___ RECORD EXTRACTS ___

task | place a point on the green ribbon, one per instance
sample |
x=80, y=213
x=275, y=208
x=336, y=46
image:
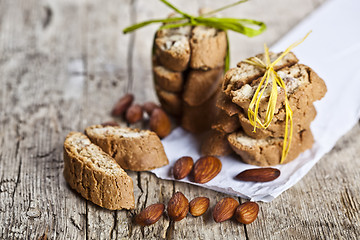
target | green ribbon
x=247, y=27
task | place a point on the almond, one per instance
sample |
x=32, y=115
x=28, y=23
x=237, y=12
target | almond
x=198, y=206
x=247, y=212
x=259, y=175
x=178, y=206
x=206, y=168
x=134, y=113
x=160, y=123
x=110, y=123
x=182, y=167
x=149, y=107
x=122, y=105
x=150, y=215
x=225, y=209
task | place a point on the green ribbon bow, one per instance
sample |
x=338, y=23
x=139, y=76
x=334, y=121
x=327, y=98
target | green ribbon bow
x=234, y=24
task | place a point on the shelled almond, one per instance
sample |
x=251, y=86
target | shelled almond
x=183, y=167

___

WHAT THE EXERCISE ASKS ▸ Restate the full listing verbatim and drop every picture.

FINAL RESULT ▸
task | place a point on the green ribbon, one per instance
sample |
x=80, y=213
x=275, y=208
x=336, y=46
image:
target | green ribbon
x=247, y=27
task | place a point on the almond, one per instance
sample |
x=32, y=115
x=28, y=23
x=237, y=12
target | almond
x=198, y=206
x=247, y=212
x=259, y=175
x=178, y=206
x=206, y=168
x=134, y=113
x=160, y=123
x=110, y=123
x=182, y=167
x=149, y=107
x=122, y=105
x=150, y=215
x=225, y=209
task | place a point on the green ribbon bow, one per instance
sample |
x=338, y=23
x=139, y=76
x=334, y=121
x=327, y=98
target | green ribbon bow
x=234, y=24
task | place a point on the shelled almond, one per instance
sample |
x=251, y=86
target | shelled almond
x=183, y=167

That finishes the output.